Vorliegender Textauszug »
Auf der abendlichen Veranstaltung geht es ihm nicht besser. Er erkennt niemanden, merkt aber, dass es höchst ungewöhnliche Strömungen unter den Anwesenden gibt. Dabei erfährt er, warum der Ort so vernachlässigt wurde. Vor 19 Jahren wurde Thomas, Bruder von Evelyn und Michael, im Alter von 8 Jahren ermordet. Der Mörder wurde gefasst und gehängt. Die Familie verließ den Landsitz, weil sie es nicht mehr ertragen konnte. Nun sind die gleichen Personen, die an jedem Wochenende hier waren, wieder versammelt. Das erklärt teilweise die düstere Atmosphäre.
Während Bell noch darum kämpft, sein Gedächtnis wieder zu erlangen oder zumindest zu verstehen, was auf Blackheath vor sich geht, trifft er auf eine merkwürdige Person im Gewand und mit der Maske eines Pestdoktors aus dem Mittelalter. Von ihm erfährt er, dass ein „Lakai“ hinter ihm her ist und ihn töten will. Das macht seine Situation nicht einfacher. Warum will der „Lakai“ ihn töten?
Aufgewühlt trifft er auf Evelyn Hardcastle. Er mag sie sofort. Sie scheint eine Freundin zu sein, die ebenfalls mit Problemen zu kämpfen hat, die sie jedoch für sich behält. Bell versucht unbedingt herauszufinden, was los ist, doch da schlägt der „Lakai“ das erste Mal zu …
Im Grunde gibt es in der Welt der Kriminalromane und Thriller nicht viel Neues. Manche sind spannend, andere langweilig, manchmal wachsen einem die Personen ans Herz, manchmal lassen sie den Leser kalt, es wechseln die Mordmethoden und die Motive, doch viel Neues gibt es Im Grunde nicht. Eigentlich ein hochmoralisches Genre. Das Böse wird praktisch immer besiegt und wenn nicht, dann handelt es sich um einen Mörder, der nicht wirklich böse ist.

Auszüge aus Zeilen »
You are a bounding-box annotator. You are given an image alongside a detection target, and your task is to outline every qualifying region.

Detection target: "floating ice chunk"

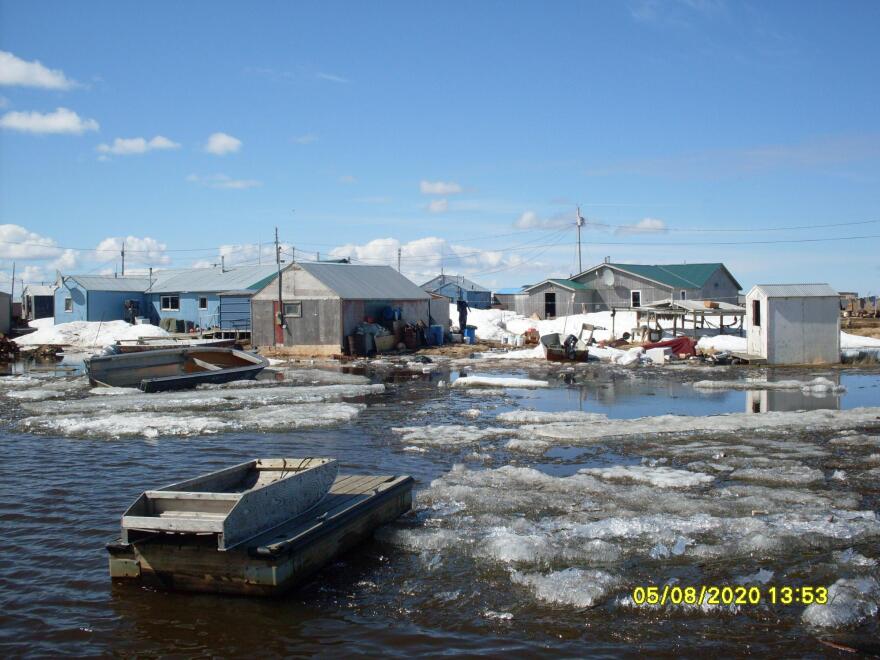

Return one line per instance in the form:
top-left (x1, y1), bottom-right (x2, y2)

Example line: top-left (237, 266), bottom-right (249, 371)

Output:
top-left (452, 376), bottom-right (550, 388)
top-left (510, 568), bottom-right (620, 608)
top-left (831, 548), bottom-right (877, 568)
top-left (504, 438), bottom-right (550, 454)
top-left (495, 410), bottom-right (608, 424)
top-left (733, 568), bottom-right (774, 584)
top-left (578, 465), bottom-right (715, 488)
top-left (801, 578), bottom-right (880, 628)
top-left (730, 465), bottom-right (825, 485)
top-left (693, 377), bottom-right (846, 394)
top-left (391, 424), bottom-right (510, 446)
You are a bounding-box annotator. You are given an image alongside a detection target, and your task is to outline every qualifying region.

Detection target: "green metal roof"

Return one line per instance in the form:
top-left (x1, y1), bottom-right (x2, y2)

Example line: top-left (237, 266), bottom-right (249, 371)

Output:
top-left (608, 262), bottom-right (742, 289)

---

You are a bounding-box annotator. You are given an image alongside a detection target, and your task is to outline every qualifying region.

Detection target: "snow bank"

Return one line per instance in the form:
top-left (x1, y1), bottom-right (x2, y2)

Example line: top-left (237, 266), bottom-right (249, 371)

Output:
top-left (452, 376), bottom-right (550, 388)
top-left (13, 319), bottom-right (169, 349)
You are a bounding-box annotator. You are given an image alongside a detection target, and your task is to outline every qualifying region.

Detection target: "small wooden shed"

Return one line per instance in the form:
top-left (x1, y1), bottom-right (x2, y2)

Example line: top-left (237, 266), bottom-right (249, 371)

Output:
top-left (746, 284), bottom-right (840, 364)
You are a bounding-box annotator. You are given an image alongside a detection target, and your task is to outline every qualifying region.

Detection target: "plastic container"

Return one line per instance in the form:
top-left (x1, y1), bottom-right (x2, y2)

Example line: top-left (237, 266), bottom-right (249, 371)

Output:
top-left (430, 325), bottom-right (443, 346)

Was zu tun ist » Schreiben Sie aus dem vorliegenden Textauszug den Teil von „Aufgewühlt trifft er“ bis „wirklich böse ist.“ wortgetreu ab.

Ergebnis »
Aufgewühlt trifft er auf Evelyn Hardcastle. Er mag sie sofort. Sie scheint eine Freundin zu sein, die ebenfalls mit Problemen zu kämpfen hat, die sie jedoch für sich behält. Bell versucht unbedingt herauszufinden, was los ist, doch da schlägt der „Lakai“ das erste Mal zu …
Im Grunde gibt es in der Welt der Kriminalromane und Thriller nicht viel Neues. Manche sind spannend, andere langweilig, manchmal wachsen einem die Personen ans Herz, manchmal lassen sie den Leser kalt, es wechseln die Mordmethoden und die Motive, doch viel Neues gibt es Im Grunde nicht. Eigentlich ein hochmoralisches Genre. Das Böse wird praktisch immer besiegt und wenn nicht, dann handelt es sich um einen Mörder, der nicht wirklich böse ist.